Data to use »
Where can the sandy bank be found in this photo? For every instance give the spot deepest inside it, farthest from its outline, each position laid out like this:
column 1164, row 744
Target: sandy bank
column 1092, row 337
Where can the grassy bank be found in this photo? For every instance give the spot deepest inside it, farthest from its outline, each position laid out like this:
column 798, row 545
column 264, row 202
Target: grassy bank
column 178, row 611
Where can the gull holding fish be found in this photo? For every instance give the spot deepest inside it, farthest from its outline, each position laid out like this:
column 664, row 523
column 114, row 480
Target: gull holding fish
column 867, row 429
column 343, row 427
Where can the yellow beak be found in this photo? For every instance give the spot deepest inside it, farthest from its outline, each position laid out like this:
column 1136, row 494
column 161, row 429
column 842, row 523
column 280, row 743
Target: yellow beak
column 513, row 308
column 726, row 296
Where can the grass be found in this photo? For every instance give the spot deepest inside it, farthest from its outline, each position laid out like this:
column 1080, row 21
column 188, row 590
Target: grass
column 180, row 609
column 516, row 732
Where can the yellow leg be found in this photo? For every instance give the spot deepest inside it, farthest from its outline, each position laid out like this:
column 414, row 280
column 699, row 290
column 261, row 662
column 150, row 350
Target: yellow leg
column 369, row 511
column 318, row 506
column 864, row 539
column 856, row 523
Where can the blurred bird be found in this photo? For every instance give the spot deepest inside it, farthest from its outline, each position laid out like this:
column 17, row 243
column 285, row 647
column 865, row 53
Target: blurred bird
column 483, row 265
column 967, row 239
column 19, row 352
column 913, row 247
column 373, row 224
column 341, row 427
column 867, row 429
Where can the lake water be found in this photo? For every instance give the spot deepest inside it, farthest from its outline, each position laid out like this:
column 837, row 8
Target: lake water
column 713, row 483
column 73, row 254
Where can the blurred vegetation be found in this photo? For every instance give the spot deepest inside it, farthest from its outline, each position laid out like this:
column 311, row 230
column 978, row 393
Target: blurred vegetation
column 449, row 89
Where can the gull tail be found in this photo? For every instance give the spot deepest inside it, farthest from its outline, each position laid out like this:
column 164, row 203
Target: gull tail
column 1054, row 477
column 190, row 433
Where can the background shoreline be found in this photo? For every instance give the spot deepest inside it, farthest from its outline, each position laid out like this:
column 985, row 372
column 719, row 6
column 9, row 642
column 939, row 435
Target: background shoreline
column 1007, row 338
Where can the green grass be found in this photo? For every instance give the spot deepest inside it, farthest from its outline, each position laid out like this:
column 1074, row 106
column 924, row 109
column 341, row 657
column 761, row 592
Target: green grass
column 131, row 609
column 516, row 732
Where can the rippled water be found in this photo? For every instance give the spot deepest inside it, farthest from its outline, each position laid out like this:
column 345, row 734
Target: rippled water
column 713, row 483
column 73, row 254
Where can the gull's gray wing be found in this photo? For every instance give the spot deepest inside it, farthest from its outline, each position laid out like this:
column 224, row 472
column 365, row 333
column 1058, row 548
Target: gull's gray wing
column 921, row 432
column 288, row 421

What you are asked to do » All of the material above should be repeated exactly.

Response to the task »
Where can the sandy bank be found in this photo? For every instance give the spot deepest inside it, farthest from its outline, each position laid out like this:
column 1164, row 744
Target: sandy bank
column 1092, row 337
Where can the grassy bank be found in this photo? For every instance give the spot deepest inside it, farthest from its outline, each position laid out like this:
column 798, row 545
column 264, row 202
Target: grassy bank
column 178, row 611
Where can the gull holding fish be found in this photo? For every instance give the spot deepest inside it, farthest from its outline, each position laid out like this:
column 664, row 523
column 114, row 480
Target: gull holding fish
column 867, row 429
column 343, row 427
Where can the yellow beak be found in this photo? For every instance give the spot deepest inside it, farthest from its outline, each position laid out like this:
column 1136, row 494
column 161, row 429
column 842, row 523
column 280, row 743
Target: yellow beak
column 513, row 308
column 726, row 296
Where can the grass be found in this photo? For every instance give the spot deepest inside it, farthest from its outline, each position laid out like this:
column 1080, row 21
column 188, row 590
Target: grass
column 180, row 609
column 516, row 732
Where can the yellow leg be found in this photo? For every instance give the spot deepest inside it, farthest from its outline, each position laid out like this:
column 414, row 280
column 699, row 290
column 261, row 662
column 150, row 350
Target: yellow leg
column 369, row 511
column 318, row 506
column 864, row 539
column 856, row 523
Where can the blurred bird be found in this photo? For every instance give the spot deepest inside it, farthest from its outline, each position laid out like this:
column 17, row 243
column 285, row 647
column 865, row 53
Target: blurred bird
column 483, row 265
column 967, row 239
column 19, row 352
column 913, row 247
column 373, row 224
column 341, row 427
column 867, row 429
Where can the lake water be found in this photo? For every instance give the spot deepest inside it, farthest from its outline, each position laid out like this:
column 837, row 8
Target: lake water
column 713, row 483
column 73, row 254
Where can the blurred vegetation be found in this photo? For every instance give the spot deepest inside it, farthest from its outline, each position laid out like this:
column 311, row 230
column 978, row 393
Target: blurred vegetation
column 449, row 89
Where can the gull tail be found in this photo? For every instance give the spot deepest inside it, farthest from its outline, each position laid out like this:
column 164, row 203
Target: gull tail
column 1054, row 477
column 190, row 433
Where can the background shoreline be found in this photo? For every instance give the spot deepest inside it, farthest from its outline, each position laid out like this:
column 985, row 372
column 719, row 6
column 9, row 642
column 939, row 435
Target: background shoreline
column 1007, row 338
Where can the green grass be found in this photo? For every instance give the spot deepest inside it, farthest from its outline, each position laid out like this:
column 1074, row 106
column 924, row 109
column 341, row 657
column 761, row 592
Target: green grass
column 131, row 609
column 516, row 732
Where can the rippled water be found in this photo? For every instance give the spot deepest inside it, farthest from its outline, each position laid out like this:
column 345, row 734
Target: rippled water
column 713, row 483
column 73, row 254
Where can the gull's gray wing be found in this photo? For every instance give the spot deepest inside it, farthest from its outline, each position laid out like this:
column 224, row 472
column 365, row 333
column 1058, row 548
Target: gull's gray wing
column 921, row 432
column 288, row 421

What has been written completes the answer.